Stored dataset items
— BEGIN —

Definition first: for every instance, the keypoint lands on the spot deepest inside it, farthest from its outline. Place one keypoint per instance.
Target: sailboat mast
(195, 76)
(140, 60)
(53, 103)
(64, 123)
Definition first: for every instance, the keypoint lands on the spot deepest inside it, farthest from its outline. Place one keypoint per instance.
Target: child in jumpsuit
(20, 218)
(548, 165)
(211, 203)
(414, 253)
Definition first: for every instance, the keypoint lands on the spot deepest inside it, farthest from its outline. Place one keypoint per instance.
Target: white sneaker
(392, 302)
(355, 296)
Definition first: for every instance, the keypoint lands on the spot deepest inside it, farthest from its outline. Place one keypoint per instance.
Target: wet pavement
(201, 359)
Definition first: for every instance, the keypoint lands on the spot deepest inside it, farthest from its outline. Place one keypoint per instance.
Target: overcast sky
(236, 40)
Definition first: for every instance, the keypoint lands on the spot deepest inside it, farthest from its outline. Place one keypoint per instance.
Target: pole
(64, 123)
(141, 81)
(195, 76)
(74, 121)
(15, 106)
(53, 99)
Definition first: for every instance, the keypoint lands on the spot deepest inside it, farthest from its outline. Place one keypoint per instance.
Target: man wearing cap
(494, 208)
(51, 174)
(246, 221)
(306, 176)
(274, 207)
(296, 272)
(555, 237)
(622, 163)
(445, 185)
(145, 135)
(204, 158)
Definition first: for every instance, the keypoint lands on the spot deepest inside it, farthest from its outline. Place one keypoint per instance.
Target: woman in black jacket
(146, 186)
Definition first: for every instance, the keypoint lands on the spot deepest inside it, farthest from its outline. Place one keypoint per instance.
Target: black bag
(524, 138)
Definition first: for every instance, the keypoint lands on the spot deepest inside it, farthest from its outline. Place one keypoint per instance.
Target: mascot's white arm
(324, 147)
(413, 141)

— END —

■ AIM:
Report every line in the items above that contains the word "white", copying each such line in full. Count a match only when the case is the same.

■ SOLUTION FOR THIS EXERCISE:
Target: white sneaker
Target: mascot's white arm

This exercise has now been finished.